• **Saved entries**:
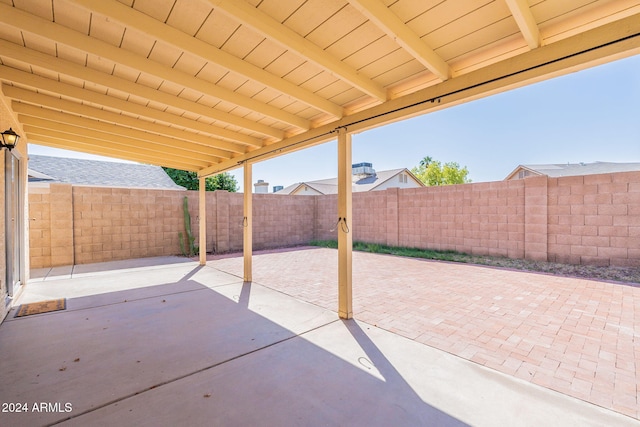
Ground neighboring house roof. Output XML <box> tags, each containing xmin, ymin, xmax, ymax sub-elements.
<box><xmin>277</xmin><ymin>182</ymin><xmax>333</xmax><ymax>195</ymax></box>
<box><xmin>276</xmin><ymin>168</ymin><xmax>423</xmax><ymax>195</ymax></box>
<box><xmin>505</xmin><ymin>162</ymin><xmax>640</xmax><ymax>180</ymax></box>
<box><xmin>28</xmin><ymin>155</ymin><xmax>185</xmax><ymax>190</ymax></box>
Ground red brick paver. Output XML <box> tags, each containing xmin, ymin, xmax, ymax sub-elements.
<box><xmin>209</xmin><ymin>247</ymin><xmax>640</xmax><ymax>420</ymax></box>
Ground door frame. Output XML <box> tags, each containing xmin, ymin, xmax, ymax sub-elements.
<box><xmin>4</xmin><ymin>149</ymin><xmax>25</xmax><ymax>305</ymax></box>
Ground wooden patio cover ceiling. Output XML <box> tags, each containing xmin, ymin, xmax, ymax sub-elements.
<box><xmin>0</xmin><ymin>0</ymin><xmax>639</xmax><ymax>175</ymax></box>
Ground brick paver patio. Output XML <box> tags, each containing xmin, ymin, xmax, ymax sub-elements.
<box><xmin>209</xmin><ymin>247</ymin><xmax>640</xmax><ymax>420</ymax></box>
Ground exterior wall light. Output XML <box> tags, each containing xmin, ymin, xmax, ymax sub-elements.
<box><xmin>1</xmin><ymin>128</ymin><xmax>20</xmax><ymax>150</ymax></box>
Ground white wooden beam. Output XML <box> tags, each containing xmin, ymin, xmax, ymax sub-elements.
<box><xmin>27</xmin><ymin>135</ymin><xmax>202</xmax><ymax>171</ymax></box>
<box><xmin>348</xmin><ymin>0</ymin><xmax>450</xmax><ymax>80</ymax></box>
<box><xmin>0</xmin><ymin>40</ymin><xmax>284</xmax><ymax>140</ymax></box>
<box><xmin>505</xmin><ymin>0</ymin><xmax>541</xmax><ymax>49</ymax></box>
<box><xmin>199</xmin><ymin>14</ymin><xmax>640</xmax><ymax>178</ymax></box>
<box><xmin>13</xmin><ymin>102</ymin><xmax>233</xmax><ymax>161</ymax></box>
<box><xmin>207</xmin><ymin>0</ymin><xmax>387</xmax><ymax>102</ymax></box>
<box><xmin>243</xmin><ymin>162</ymin><xmax>252</xmax><ymax>282</ymax></box>
<box><xmin>0</xmin><ymin>3</ymin><xmax>310</xmax><ymax>130</ymax></box>
<box><xmin>23</xmin><ymin>125</ymin><xmax>213</xmax><ymax>168</ymax></box>
<box><xmin>337</xmin><ymin>127</ymin><xmax>353</xmax><ymax>319</ymax></box>
<box><xmin>69</xmin><ymin>0</ymin><xmax>344</xmax><ymax>119</ymax></box>
<box><xmin>20</xmin><ymin>114</ymin><xmax>226</xmax><ymax>163</ymax></box>
<box><xmin>199</xmin><ymin>177</ymin><xmax>207</xmax><ymax>266</ymax></box>
<box><xmin>0</xmin><ymin>68</ymin><xmax>260</xmax><ymax>150</ymax></box>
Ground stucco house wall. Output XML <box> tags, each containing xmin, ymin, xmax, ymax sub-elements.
<box><xmin>289</xmin><ymin>185</ymin><xmax>325</xmax><ymax>196</ymax></box>
<box><xmin>367</xmin><ymin>171</ymin><xmax>422</xmax><ymax>191</ymax></box>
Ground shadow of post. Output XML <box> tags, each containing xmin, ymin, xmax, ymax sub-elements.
<box><xmin>178</xmin><ymin>265</ymin><xmax>205</xmax><ymax>283</ymax></box>
<box><xmin>237</xmin><ymin>281</ymin><xmax>252</xmax><ymax>308</ymax></box>
<box><xmin>342</xmin><ymin>319</ymin><xmax>470</xmax><ymax>427</ymax></box>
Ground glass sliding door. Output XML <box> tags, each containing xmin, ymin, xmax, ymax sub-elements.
<box><xmin>4</xmin><ymin>151</ymin><xmax>22</xmax><ymax>298</ymax></box>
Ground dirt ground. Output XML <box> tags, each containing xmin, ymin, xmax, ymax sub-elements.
<box><xmin>463</xmin><ymin>255</ymin><xmax>640</xmax><ymax>285</ymax></box>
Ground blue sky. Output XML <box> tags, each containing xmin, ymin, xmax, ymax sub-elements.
<box><xmin>31</xmin><ymin>54</ymin><xmax>640</xmax><ymax>192</ymax></box>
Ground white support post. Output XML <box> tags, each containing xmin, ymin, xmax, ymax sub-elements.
<box><xmin>337</xmin><ymin>127</ymin><xmax>353</xmax><ymax>319</ymax></box>
<box><xmin>243</xmin><ymin>163</ymin><xmax>252</xmax><ymax>282</ymax></box>
<box><xmin>198</xmin><ymin>176</ymin><xmax>206</xmax><ymax>266</ymax></box>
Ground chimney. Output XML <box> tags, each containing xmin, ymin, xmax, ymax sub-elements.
<box><xmin>254</xmin><ymin>179</ymin><xmax>269</xmax><ymax>194</ymax></box>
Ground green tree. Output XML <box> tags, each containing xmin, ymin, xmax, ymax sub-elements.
<box><xmin>163</xmin><ymin>168</ymin><xmax>238</xmax><ymax>192</ymax></box>
<box><xmin>411</xmin><ymin>156</ymin><xmax>471</xmax><ymax>186</ymax></box>
<box><xmin>419</xmin><ymin>156</ymin><xmax>433</xmax><ymax>168</ymax></box>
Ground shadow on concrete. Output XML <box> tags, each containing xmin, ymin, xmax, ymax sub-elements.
<box><xmin>236</xmin><ymin>280</ymin><xmax>252</xmax><ymax>308</ymax></box>
<box><xmin>0</xmin><ymin>275</ymin><xmax>465</xmax><ymax>426</ymax></box>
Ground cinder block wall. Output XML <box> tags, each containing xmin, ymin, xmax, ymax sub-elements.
<box><xmin>72</xmin><ymin>187</ymin><xmax>187</xmax><ymax>264</ymax></box>
<box><xmin>28</xmin><ymin>188</ymin><xmax>51</xmax><ymax>269</ymax></box>
<box><xmin>314</xmin><ymin>194</ymin><xmax>338</xmax><ymax>241</ymax></box>
<box><xmin>29</xmin><ymin>184</ymin><xmax>75</xmax><ymax>268</ymax></box>
<box><xmin>352</xmin><ymin>190</ymin><xmax>390</xmax><ymax>245</ymax></box>
<box><xmin>313</xmin><ymin>172</ymin><xmax>638</xmax><ymax>266</ymax></box>
<box><xmin>314</xmin><ymin>192</ymin><xmax>391</xmax><ymax>243</ymax></box>
<box><xmin>28</xmin><ymin>188</ymin><xmax>318</xmax><ymax>266</ymax></box>
<box><xmin>394</xmin><ymin>180</ymin><xmax>526</xmax><ymax>258</ymax></box>
<box><xmin>547</xmin><ymin>171</ymin><xmax>640</xmax><ymax>267</ymax></box>
<box><xmin>27</xmin><ymin>171</ymin><xmax>640</xmax><ymax>268</ymax></box>
<box><xmin>252</xmin><ymin>193</ymin><xmax>315</xmax><ymax>250</ymax></box>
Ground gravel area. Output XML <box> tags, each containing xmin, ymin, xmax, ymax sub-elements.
<box><xmin>461</xmin><ymin>255</ymin><xmax>640</xmax><ymax>285</ymax></box>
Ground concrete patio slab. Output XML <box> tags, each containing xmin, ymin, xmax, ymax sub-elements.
<box><xmin>16</xmin><ymin>265</ymin><xmax>201</xmax><ymax>306</ymax></box>
<box><xmin>63</xmin><ymin>318</ymin><xmax>639</xmax><ymax>427</ymax></box>
<box><xmin>0</xmin><ymin>261</ymin><xmax>335</xmax><ymax>426</ymax></box>
<box><xmin>29</xmin><ymin>256</ymin><xmax>195</xmax><ymax>282</ymax></box>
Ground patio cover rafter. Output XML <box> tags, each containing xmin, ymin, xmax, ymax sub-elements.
<box><xmin>206</xmin><ymin>0</ymin><xmax>388</xmax><ymax>102</ymax></box>
<box><xmin>2</xmin><ymin>85</ymin><xmax>248</xmax><ymax>155</ymax></box>
<box><xmin>347</xmin><ymin>0</ymin><xmax>450</xmax><ymax>80</ymax></box>
<box><xmin>0</xmin><ymin>68</ymin><xmax>258</xmax><ymax>150</ymax></box>
<box><xmin>0</xmin><ymin>3</ymin><xmax>311</xmax><ymax>131</ymax></box>
<box><xmin>0</xmin><ymin>40</ymin><xmax>284</xmax><ymax>141</ymax></box>
<box><xmin>27</xmin><ymin>134</ymin><xmax>204</xmax><ymax>171</ymax></box>
<box><xmin>505</xmin><ymin>0</ymin><xmax>541</xmax><ymax>49</ymax></box>
<box><xmin>22</xmin><ymin>123</ymin><xmax>219</xmax><ymax>166</ymax></box>
<box><xmin>69</xmin><ymin>0</ymin><xmax>344</xmax><ymax>119</ymax></box>
<box><xmin>15</xmin><ymin>110</ymin><xmax>231</xmax><ymax>162</ymax></box>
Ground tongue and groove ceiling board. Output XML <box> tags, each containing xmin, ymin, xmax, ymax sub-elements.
<box><xmin>0</xmin><ymin>0</ymin><xmax>638</xmax><ymax>174</ymax></box>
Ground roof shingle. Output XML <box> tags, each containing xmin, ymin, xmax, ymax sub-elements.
<box><xmin>28</xmin><ymin>155</ymin><xmax>185</xmax><ymax>190</ymax></box>
<box><xmin>511</xmin><ymin>162</ymin><xmax>640</xmax><ymax>179</ymax></box>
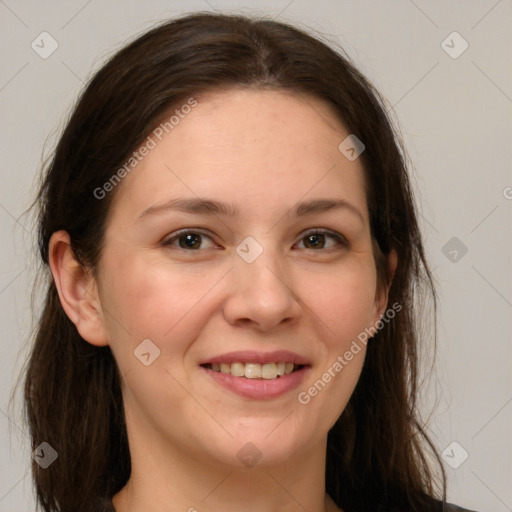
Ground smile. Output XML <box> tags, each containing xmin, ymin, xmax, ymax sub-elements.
<box><xmin>203</xmin><ymin>362</ymin><xmax>301</xmax><ymax>379</ymax></box>
<box><xmin>199</xmin><ymin>350</ymin><xmax>311</xmax><ymax>399</ymax></box>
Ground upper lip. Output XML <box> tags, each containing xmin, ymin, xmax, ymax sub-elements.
<box><xmin>199</xmin><ymin>350</ymin><xmax>311</xmax><ymax>366</ymax></box>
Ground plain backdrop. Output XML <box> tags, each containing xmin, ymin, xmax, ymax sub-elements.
<box><xmin>1</xmin><ymin>1</ymin><xmax>511</xmax><ymax>511</ymax></box>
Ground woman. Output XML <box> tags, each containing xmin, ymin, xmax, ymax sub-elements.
<box><xmin>21</xmin><ymin>12</ymin><xmax>477</xmax><ymax>512</ymax></box>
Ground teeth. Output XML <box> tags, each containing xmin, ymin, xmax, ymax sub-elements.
<box><xmin>231</xmin><ymin>362</ymin><xmax>245</xmax><ymax>377</ymax></box>
<box><xmin>244</xmin><ymin>363</ymin><xmax>261</xmax><ymax>379</ymax></box>
<box><xmin>208</xmin><ymin>362</ymin><xmax>299</xmax><ymax>379</ymax></box>
<box><xmin>261</xmin><ymin>363</ymin><xmax>277</xmax><ymax>380</ymax></box>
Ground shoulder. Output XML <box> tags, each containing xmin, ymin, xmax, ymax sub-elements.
<box><xmin>376</xmin><ymin>500</ymin><xmax>480</xmax><ymax>512</ymax></box>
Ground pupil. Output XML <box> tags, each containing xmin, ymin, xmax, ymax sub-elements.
<box><xmin>179</xmin><ymin>233</ymin><xmax>201</xmax><ymax>249</ymax></box>
<box><xmin>306</xmin><ymin>234</ymin><xmax>324</xmax><ymax>248</ymax></box>
<box><xmin>177</xmin><ymin>233</ymin><xmax>326</xmax><ymax>250</ymax></box>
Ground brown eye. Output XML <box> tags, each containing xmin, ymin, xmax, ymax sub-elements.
<box><xmin>303</xmin><ymin>233</ymin><xmax>327</xmax><ymax>249</ymax></box>
<box><xmin>162</xmin><ymin>230</ymin><xmax>215</xmax><ymax>250</ymax></box>
<box><xmin>296</xmin><ymin>230</ymin><xmax>347</xmax><ymax>250</ymax></box>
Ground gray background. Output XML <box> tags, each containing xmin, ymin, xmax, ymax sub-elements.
<box><xmin>1</xmin><ymin>0</ymin><xmax>511</xmax><ymax>510</ymax></box>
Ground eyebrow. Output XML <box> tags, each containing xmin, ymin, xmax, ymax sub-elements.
<box><xmin>138</xmin><ymin>197</ymin><xmax>365</xmax><ymax>223</ymax></box>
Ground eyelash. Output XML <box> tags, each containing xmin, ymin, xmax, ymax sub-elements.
<box><xmin>161</xmin><ymin>228</ymin><xmax>348</xmax><ymax>252</ymax></box>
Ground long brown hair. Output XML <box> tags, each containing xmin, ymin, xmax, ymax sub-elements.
<box><xmin>16</xmin><ymin>12</ymin><xmax>446</xmax><ymax>511</ymax></box>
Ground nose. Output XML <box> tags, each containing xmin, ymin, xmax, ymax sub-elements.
<box><xmin>222</xmin><ymin>249</ymin><xmax>301</xmax><ymax>332</ymax></box>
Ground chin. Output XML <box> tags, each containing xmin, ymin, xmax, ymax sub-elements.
<box><xmin>202</xmin><ymin>425</ymin><xmax>311</xmax><ymax>469</ymax></box>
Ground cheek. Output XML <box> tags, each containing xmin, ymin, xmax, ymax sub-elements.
<box><xmin>296</xmin><ymin>258</ymin><xmax>378</xmax><ymax>347</ymax></box>
<box><xmin>99</xmin><ymin>252</ymin><xmax>227</xmax><ymax>355</ymax></box>
<box><xmin>294</xmin><ymin>263</ymin><xmax>373</xmax><ymax>428</ymax></box>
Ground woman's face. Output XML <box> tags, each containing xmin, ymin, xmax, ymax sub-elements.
<box><xmin>95</xmin><ymin>88</ymin><xmax>394</xmax><ymax>468</ymax></box>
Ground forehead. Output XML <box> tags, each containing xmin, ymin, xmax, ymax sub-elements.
<box><xmin>107</xmin><ymin>88</ymin><xmax>369</xmax><ymax>224</ymax></box>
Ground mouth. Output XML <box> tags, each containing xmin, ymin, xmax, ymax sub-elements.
<box><xmin>199</xmin><ymin>350</ymin><xmax>311</xmax><ymax>399</ymax></box>
<box><xmin>201</xmin><ymin>362</ymin><xmax>304</xmax><ymax>380</ymax></box>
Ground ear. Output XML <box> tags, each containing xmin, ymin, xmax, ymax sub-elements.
<box><xmin>48</xmin><ymin>230</ymin><xmax>109</xmax><ymax>347</ymax></box>
<box><xmin>370</xmin><ymin>248</ymin><xmax>398</xmax><ymax>326</ymax></box>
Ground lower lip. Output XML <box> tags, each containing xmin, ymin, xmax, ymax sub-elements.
<box><xmin>201</xmin><ymin>366</ymin><xmax>311</xmax><ymax>399</ymax></box>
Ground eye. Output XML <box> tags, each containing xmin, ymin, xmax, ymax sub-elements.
<box><xmin>295</xmin><ymin>229</ymin><xmax>347</xmax><ymax>250</ymax></box>
<box><xmin>161</xmin><ymin>229</ymin><xmax>217</xmax><ymax>250</ymax></box>
<box><xmin>161</xmin><ymin>228</ymin><xmax>347</xmax><ymax>252</ymax></box>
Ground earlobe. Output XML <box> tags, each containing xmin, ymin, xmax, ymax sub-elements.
<box><xmin>372</xmin><ymin>248</ymin><xmax>398</xmax><ymax>324</ymax></box>
<box><xmin>48</xmin><ymin>230</ymin><xmax>109</xmax><ymax>347</ymax></box>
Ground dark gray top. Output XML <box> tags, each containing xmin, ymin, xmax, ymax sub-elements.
<box><xmin>444</xmin><ymin>504</ymin><xmax>478</xmax><ymax>512</ymax></box>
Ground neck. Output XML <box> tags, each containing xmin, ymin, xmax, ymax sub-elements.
<box><xmin>112</xmin><ymin>411</ymin><xmax>341</xmax><ymax>512</ymax></box>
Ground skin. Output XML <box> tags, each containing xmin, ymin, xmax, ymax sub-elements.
<box><xmin>50</xmin><ymin>88</ymin><xmax>397</xmax><ymax>512</ymax></box>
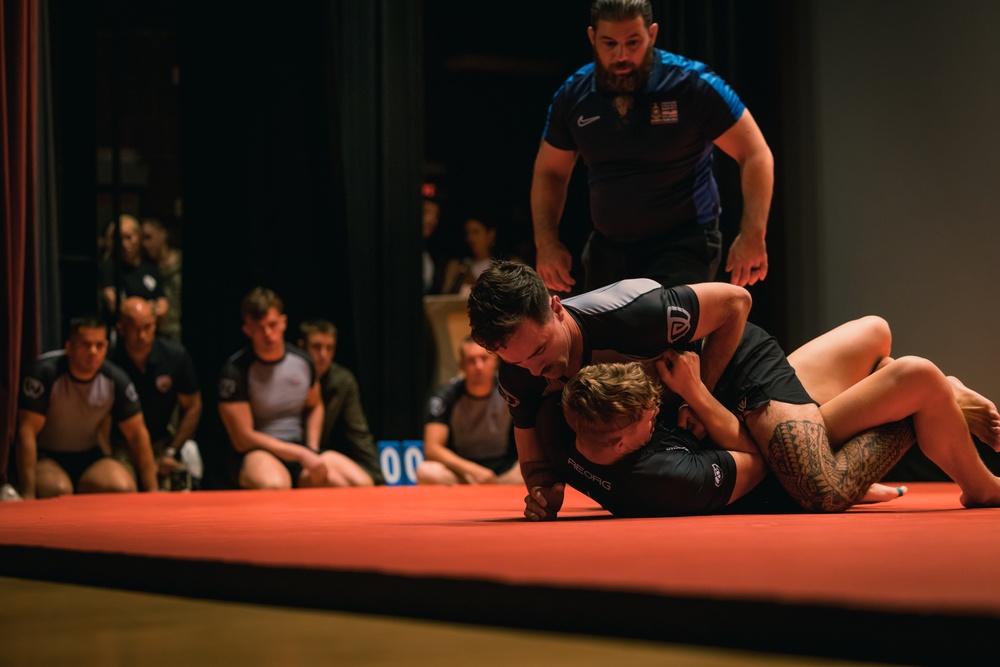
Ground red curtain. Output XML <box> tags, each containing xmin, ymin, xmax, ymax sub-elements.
<box><xmin>1</xmin><ymin>0</ymin><xmax>38</xmax><ymax>481</ymax></box>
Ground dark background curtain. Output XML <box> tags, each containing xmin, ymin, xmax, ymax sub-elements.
<box><xmin>177</xmin><ymin>1</ymin><xmax>424</xmax><ymax>486</ymax></box>
<box><xmin>1</xmin><ymin>0</ymin><xmax>38</xmax><ymax>483</ymax></box>
<box><xmin>4</xmin><ymin>0</ymin><xmax>784</xmax><ymax>488</ymax></box>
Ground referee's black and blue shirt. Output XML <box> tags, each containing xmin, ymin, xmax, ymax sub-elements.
<box><xmin>542</xmin><ymin>48</ymin><xmax>745</xmax><ymax>241</ymax></box>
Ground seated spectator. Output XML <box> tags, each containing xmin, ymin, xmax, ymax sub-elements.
<box><xmin>15</xmin><ymin>315</ymin><xmax>157</xmax><ymax>498</ymax></box>
<box><xmin>141</xmin><ymin>217</ymin><xmax>183</xmax><ymax>341</ymax></box>
<box><xmin>111</xmin><ymin>297</ymin><xmax>203</xmax><ymax>489</ymax></box>
<box><xmin>422</xmin><ymin>183</ymin><xmax>451</xmax><ymax>295</ymax></box>
<box><xmin>98</xmin><ymin>214</ymin><xmax>168</xmax><ymax>326</ymax></box>
<box><xmin>442</xmin><ymin>215</ymin><xmax>498</xmax><ymax>296</ymax></box>
<box><xmin>218</xmin><ymin>287</ymin><xmax>343</xmax><ymax>490</ymax></box>
<box><xmin>297</xmin><ymin>319</ymin><xmax>382</xmax><ymax>485</ymax></box>
<box><xmin>416</xmin><ymin>338</ymin><xmax>521</xmax><ymax>485</ymax></box>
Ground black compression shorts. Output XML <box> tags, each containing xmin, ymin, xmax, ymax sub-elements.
<box><xmin>713</xmin><ymin>323</ymin><xmax>815</xmax><ymax>419</ymax></box>
<box><xmin>38</xmin><ymin>446</ymin><xmax>106</xmax><ymax>489</ymax></box>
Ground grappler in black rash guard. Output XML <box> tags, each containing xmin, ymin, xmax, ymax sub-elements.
<box><xmin>468</xmin><ymin>261</ymin><xmax>754</xmax><ymax>519</ymax></box>
<box><xmin>556</xmin><ymin>317</ymin><xmax>1000</xmax><ymax>518</ymax></box>
<box><xmin>469</xmin><ymin>262</ymin><xmax>1000</xmax><ymax>519</ymax></box>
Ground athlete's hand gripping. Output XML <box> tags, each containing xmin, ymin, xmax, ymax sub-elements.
<box><xmin>524</xmin><ymin>482</ymin><xmax>565</xmax><ymax>521</ymax></box>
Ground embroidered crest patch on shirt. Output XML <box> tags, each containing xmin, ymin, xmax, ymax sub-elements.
<box><xmin>650</xmin><ymin>100</ymin><xmax>678</xmax><ymax>125</ymax></box>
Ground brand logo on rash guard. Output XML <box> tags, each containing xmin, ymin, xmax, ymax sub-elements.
<box><xmin>429</xmin><ymin>396</ymin><xmax>446</xmax><ymax>418</ymax></box>
<box><xmin>497</xmin><ymin>383</ymin><xmax>520</xmax><ymax>409</ymax></box>
<box><xmin>568</xmin><ymin>457</ymin><xmax>612</xmax><ymax>490</ymax></box>
<box><xmin>577</xmin><ymin>115</ymin><xmax>600</xmax><ymax>127</ymax></box>
<box><xmin>156</xmin><ymin>375</ymin><xmax>173</xmax><ymax>393</ymax></box>
<box><xmin>666</xmin><ymin>306</ymin><xmax>692</xmax><ymax>342</ymax></box>
<box><xmin>218</xmin><ymin>378</ymin><xmax>237</xmax><ymax>400</ymax></box>
<box><xmin>22</xmin><ymin>377</ymin><xmax>45</xmax><ymax>400</ymax></box>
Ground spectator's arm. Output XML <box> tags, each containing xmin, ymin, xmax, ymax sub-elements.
<box><xmin>218</xmin><ymin>401</ymin><xmax>312</xmax><ymax>464</ymax></box>
<box><xmin>118</xmin><ymin>412</ymin><xmax>158</xmax><ymax>492</ymax></box>
<box><xmin>15</xmin><ymin>410</ymin><xmax>45</xmax><ymax>499</ymax></box>
<box><xmin>169</xmin><ymin>391</ymin><xmax>202</xmax><ymax>452</ymax></box>
<box><xmin>304</xmin><ymin>383</ymin><xmax>323</xmax><ymax>452</ymax></box>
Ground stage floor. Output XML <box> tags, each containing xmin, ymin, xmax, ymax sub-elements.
<box><xmin>1</xmin><ymin>483</ymin><xmax>997</xmax><ymax>665</ymax></box>
<box><xmin>1</xmin><ymin>576</ymin><xmax>897</xmax><ymax>667</ymax></box>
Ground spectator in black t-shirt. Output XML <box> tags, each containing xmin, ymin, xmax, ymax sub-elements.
<box><xmin>111</xmin><ymin>297</ymin><xmax>203</xmax><ymax>488</ymax></box>
<box><xmin>99</xmin><ymin>214</ymin><xmax>168</xmax><ymax>327</ymax></box>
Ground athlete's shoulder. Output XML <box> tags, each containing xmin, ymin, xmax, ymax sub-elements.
<box><xmin>99</xmin><ymin>358</ymin><xmax>133</xmax><ymax>386</ymax></box>
<box><xmin>26</xmin><ymin>350</ymin><xmax>66</xmax><ymax>379</ymax></box>
<box><xmin>433</xmin><ymin>376</ymin><xmax>466</xmax><ymax>403</ymax></box>
<box><xmin>564</xmin><ymin>278</ymin><xmax>663</xmax><ymax>314</ymax></box>
<box><xmin>222</xmin><ymin>346</ymin><xmax>252</xmax><ymax>368</ymax></box>
<box><xmin>427</xmin><ymin>377</ymin><xmax>465</xmax><ymax>420</ymax></box>
<box><xmin>155</xmin><ymin>336</ymin><xmax>192</xmax><ymax>360</ymax></box>
<box><xmin>284</xmin><ymin>343</ymin><xmax>314</xmax><ymax>367</ymax></box>
<box><xmin>654</xmin><ymin>48</ymin><xmax>710</xmax><ymax>74</ymax></box>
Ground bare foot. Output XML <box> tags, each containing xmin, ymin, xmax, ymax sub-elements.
<box><xmin>960</xmin><ymin>489</ymin><xmax>1000</xmax><ymax>508</ymax></box>
<box><xmin>859</xmin><ymin>483</ymin><xmax>907</xmax><ymax>504</ymax></box>
<box><xmin>948</xmin><ymin>376</ymin><xmax>1000</xmax><ymax>451</ymax></box>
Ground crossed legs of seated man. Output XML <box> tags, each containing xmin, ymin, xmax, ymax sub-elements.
<box><xmin>239</xmin><ymin>449</ymin><xmax>367</xmax><ymax>489</ymax></box>
<box><xmin>541</xmin><ymin>316</ymin><xmax>1000</xmax><ymax>517</ymax></box>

• **Exercise details**:
Exactly the lines from the one containing "Ground athlete's shoulder." to the final line of the data, both included, should be printed, and nothing more.

• **Task solution**:
Ground athlete's shoulder. Output XML <box> tags, each containing xmin, ymin, xmax, ymax sub-elements.
<box><xmin>99</xmin><ymin>358</ymin><xmax>133</xmax><ymax>386</ymax></box>
<box><xmin>26</xmin><ymin>350</ymin><xmax>66</xmax><ymax>379</ymax></box>
<box><xmin>433</xmin><ymin>376</ymin><xmax>466</xmax><ymax>403</ymax></box>
<box><xmin>564</xmin><ymin>278</ymin><xmax>663</xmax><ymax>314</ymax></box>
<box><xmin>222</xmin><ymin>346</ymin><xmax>252</xmax><ymax>368</ymax></box>
<box><xmin>427</xmin><ymin>377</ymin><xmax>465</xmax><ymax>420</ymax></box>
<box><xmin>155</xmin><ymin>336</ymin><xmax>192</xmax><ymax>360</ymax></box>
<box><xmin>284</xmin><ymin>343</ymin><xmax>314</xmax><ymax>367</ymax></box>
<box><xmin>654</xmin><ymin>48</ymin><xmax>710</xmax><ymax>74</ymax></box>
Ground bare foot. Output XML <box> tags, each containing xmin, ymin, xmax, ymax sub-elements.
<box><xmin>960</xmin><ymin>489</ymin><xmax>1000</xmax><ymax>508</ymax></box>
<box><xmin>859</xmin><ymin>483</ymin><xmax>907</xmax><ymax>504</ymax></box>
<box><xmin>948</xmin><ymin>376</ymin><xmax>1000</xmax><ymax>451</ymax></box>
Ground crossed legs of seated man. Output XML <box> tags, each containing xmin, ymin, xmax, ymax sub-elements.
<box><xmin>239</xmin><ymin>449</ymin><xmax>367</xmax><ymax>489</ymax></box>
<box><xmin>541</xmin><ymin>316</ymin><xmax>1000</xmax><ymax>517</ymax></box>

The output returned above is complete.